- **SELECTED EXTRACT**
Shallow Hal (2001)
Hal is so shallow that when someone asks him if he would prefer a woman with one breast or half a brain, he replies: "How big is the breast?" His balding sidekick, Mauricio (who sprays on most of his hair), isn't any deeper. They are obnoxious men with below-average looks and sexist values, always on the make but with nothing to offer any woman with even half a brain. They are oblivious to their character flaws and that is what makes them so funny.
Then one day, Hal (played by Jack Black) gets trapped in an elevator with self-help guru Tony Robbins and everything changes. After a brief conversation, Robbins hypnotizes Hal and tells him to see only the inner beauty of women. Suddenly, Hal's "luck" with women improves. He meets Rosemary, an ex-Peace Corps volunteer who now works in a children's hospital. When Hal looks at her, she is an intelligent and generous soul from a wealthy family and she just happens to looks like Gwyneth Paltrow. When we look at her, she is an intelligent and generous soul from a wealthy family and she just happens to weigh 300 pounds (Rosemary is played by Gwyneth Paltrow, alternatively wearing and not wearing a fat suit.)

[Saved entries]

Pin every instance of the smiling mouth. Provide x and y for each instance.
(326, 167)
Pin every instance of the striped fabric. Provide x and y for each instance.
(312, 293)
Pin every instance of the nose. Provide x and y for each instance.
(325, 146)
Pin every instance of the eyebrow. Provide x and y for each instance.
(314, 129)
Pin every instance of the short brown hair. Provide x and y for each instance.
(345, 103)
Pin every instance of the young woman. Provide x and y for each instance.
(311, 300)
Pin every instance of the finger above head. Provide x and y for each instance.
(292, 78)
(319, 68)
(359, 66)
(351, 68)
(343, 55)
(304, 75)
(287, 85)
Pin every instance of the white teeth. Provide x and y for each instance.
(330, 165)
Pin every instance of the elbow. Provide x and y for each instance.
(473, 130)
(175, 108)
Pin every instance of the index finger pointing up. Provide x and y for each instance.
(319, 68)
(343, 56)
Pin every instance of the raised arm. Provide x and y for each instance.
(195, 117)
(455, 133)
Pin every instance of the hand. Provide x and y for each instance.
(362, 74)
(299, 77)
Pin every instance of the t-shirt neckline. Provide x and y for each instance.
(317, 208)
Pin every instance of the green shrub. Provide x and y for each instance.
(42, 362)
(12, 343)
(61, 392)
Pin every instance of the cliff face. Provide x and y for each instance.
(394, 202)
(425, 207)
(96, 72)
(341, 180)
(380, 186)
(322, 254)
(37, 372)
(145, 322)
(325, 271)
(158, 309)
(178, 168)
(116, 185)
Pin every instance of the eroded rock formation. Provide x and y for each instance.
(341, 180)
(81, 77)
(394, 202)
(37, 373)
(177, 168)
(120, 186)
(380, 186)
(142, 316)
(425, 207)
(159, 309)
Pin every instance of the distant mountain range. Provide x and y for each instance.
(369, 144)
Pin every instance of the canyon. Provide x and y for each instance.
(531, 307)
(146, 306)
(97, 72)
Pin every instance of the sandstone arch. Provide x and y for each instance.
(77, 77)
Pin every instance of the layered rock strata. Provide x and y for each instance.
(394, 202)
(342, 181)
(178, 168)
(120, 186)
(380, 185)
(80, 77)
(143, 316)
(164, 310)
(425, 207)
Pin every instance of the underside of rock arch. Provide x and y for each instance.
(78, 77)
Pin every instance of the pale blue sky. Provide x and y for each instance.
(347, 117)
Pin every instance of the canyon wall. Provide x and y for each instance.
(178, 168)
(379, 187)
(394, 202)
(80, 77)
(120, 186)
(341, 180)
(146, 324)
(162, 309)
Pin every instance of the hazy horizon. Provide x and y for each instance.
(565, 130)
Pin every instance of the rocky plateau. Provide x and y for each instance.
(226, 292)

- **WORK TASK**
Resume the review of Shallow Hal after its last sentence, continuing in the same style.

- **ANSWER SPACE**
All is well until Mauricio (Jason Alexander) breaks the hypnotic spell. Hal then sees all of Rosemary's 300 pounds and must make the decision of his life. Should he continue with his shallow ways or go for inner beauty? He makes the right choice, and in the end we see Rosemary carrying Hal to his car as they leave for a Peace Corps assignment.
The Farrelly brothers made this movie. They also made Dumb and Dumber, a buddy movie about two guys with low IQs, There's Something About Mary, about a paraplegic suitor, and Me, Myself, and Irene, about a schizophrenic police officer. Are the lives of the Farrelly brothers just one big sick joke? Have they devoted themselves to poking fun at people with disabilities? Quite the contrary. What is striking about their movies, and particularly Shallow Hal, is that they make us see the normality of disability. Shallow Hal is densely populated by people with disabilities and oddities who turn out to be just like everyone else. There is the little girl in Rosemary's hospital with horrific facial scars from third degree burns; the cross-dressing receptionist at the fancy restaurant where Hal first sees Rosemary's true girth; Rosemary's former boyfriend, who suffers from chronic and highly visible psoriasis; Hal's best friend, Mauricio, who has a vestigial tail at the base of his spine; and, most importantly, Walt (Rene Kirby). Walt has a curvature of the spine so severe he must walk on all fours. However, Kirby doesn't use a wheelchair. He skis, rides horses, cycles, and does acrobatics. He is a successful businessman who sells his software company to Microsoft for a fortune. He loves life and he loves women and he can laugh at himself. Consider this great pickup line, delivered at a nightclub: "Hey Sally, I've got a leash. Would you like to take me for a walk?" To which Sally, greatly amused, replies, "Come on, boy." The male viewer may be excused for wondering why he could never come up with such a clever opener.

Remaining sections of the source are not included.